### Records shown
* * *

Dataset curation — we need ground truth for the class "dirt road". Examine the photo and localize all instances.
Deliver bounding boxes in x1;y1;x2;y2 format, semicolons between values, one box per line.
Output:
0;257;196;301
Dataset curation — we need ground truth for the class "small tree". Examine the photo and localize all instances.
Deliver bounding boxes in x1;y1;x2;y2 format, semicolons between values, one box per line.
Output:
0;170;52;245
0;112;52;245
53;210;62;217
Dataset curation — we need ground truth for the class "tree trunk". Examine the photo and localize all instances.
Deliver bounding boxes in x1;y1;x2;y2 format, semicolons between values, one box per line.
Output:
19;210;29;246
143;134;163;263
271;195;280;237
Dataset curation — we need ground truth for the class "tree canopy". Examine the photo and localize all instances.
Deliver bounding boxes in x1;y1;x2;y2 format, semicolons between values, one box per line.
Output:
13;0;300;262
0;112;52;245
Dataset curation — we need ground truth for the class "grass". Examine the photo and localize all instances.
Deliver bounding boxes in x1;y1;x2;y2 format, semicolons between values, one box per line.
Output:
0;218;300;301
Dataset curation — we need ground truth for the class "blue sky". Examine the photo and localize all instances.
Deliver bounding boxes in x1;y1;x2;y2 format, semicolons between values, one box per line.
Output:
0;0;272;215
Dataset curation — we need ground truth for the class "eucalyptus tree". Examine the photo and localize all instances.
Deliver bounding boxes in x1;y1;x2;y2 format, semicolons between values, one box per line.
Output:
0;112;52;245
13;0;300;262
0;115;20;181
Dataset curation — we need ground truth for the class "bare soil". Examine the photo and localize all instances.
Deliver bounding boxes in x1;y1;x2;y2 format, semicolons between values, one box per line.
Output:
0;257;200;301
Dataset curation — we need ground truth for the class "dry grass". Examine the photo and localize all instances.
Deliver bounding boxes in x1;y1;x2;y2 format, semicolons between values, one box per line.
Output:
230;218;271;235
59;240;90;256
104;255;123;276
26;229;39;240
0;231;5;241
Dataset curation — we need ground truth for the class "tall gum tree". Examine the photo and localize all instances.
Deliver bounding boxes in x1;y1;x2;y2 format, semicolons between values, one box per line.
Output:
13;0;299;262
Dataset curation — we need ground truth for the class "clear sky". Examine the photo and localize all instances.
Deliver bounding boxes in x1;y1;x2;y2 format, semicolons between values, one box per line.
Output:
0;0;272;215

* * *

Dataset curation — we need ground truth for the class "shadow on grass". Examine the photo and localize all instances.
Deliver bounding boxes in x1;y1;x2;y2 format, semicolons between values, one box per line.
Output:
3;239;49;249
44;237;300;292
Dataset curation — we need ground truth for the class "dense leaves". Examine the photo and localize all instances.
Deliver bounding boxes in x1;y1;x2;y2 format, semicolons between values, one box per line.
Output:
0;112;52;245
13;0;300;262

* * *

### Stated problem
Pick out every line above that contains the word "grass", and copy each one. Case counts.

### Exercise result
Dataset curation — we need ground truth for the class "grass". Examine the photo and localize all instances.
Dataset curation — we need ground truth for the class "dry grass". Examine the photo and localize all instances.
Dataset curation — we need ground truth for the class "shadow on grass". Examine the photo and localize all instances.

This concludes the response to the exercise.